### What you will do:
Locate the line that contains "form [490, 215]." in the entries below. Retype it and all following lines through the final one, character for character.

### Material provided:
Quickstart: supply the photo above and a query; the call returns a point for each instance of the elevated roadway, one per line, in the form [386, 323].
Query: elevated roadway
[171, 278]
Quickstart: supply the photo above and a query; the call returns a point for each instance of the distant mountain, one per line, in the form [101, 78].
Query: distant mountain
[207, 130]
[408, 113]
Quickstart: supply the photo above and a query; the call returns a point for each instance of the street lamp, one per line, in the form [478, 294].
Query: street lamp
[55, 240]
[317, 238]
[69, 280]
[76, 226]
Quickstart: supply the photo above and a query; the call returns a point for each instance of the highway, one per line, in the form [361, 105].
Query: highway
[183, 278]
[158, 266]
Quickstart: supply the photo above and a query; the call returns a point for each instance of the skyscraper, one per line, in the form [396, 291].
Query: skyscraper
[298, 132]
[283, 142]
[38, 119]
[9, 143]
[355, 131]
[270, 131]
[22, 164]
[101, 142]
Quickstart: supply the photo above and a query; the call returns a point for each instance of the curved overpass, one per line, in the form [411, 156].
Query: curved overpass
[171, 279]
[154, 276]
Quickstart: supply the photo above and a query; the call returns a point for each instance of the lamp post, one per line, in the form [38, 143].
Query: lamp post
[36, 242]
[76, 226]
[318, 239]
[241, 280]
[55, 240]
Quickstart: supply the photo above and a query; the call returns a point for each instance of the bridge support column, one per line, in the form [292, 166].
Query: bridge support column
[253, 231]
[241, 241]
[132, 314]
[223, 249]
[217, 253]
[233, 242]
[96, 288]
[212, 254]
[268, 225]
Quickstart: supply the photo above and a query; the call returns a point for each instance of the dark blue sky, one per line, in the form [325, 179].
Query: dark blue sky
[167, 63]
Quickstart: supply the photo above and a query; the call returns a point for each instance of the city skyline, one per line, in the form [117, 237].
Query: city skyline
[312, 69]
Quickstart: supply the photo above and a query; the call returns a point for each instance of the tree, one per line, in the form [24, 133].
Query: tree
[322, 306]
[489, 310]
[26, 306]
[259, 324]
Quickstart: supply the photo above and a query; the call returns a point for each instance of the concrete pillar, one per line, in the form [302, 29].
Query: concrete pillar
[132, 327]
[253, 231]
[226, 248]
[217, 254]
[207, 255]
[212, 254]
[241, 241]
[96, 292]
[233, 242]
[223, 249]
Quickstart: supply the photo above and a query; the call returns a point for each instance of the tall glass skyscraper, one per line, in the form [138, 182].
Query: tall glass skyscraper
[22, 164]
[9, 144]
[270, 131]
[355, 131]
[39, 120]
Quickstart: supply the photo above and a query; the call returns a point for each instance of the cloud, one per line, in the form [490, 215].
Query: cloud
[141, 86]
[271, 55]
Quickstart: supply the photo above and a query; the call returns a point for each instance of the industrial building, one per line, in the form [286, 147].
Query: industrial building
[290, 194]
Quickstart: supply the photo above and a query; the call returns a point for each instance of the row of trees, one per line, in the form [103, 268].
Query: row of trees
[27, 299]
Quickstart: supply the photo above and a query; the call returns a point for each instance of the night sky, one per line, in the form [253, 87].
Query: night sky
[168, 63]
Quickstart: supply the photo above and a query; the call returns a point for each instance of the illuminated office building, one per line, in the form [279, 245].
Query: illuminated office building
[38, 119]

### Solution:
Quickstart: supply the photo above and a query; the call returns a point for each instance of the cloud, one per line, in the form [490, 215].
Query: cloud
[141, 86]
[271, 55]
Quickstart: supply the photo above and a query; the call returns a point for each instance of the industrial building, one per line, in the form [286, 147].
Query: industrial building
[290, 194]
Quickstart: supply the photo above and a query; the call returns a point for each instance of the row of trees, one per line, in the form [103, 268].
Query: row of trees
[27, 299]
Quickstart: supply the photo above and a query; the call returns a point for each instance of the night sky, one per line, in the form [253, 87].
Query: night sky
[168, 63]
Quickstart: supply the photo above and a query; the call returns a point for each instance of the illuminated office building, one per line, in the form [279, 245].
Query: illuminated office building
[38, 119]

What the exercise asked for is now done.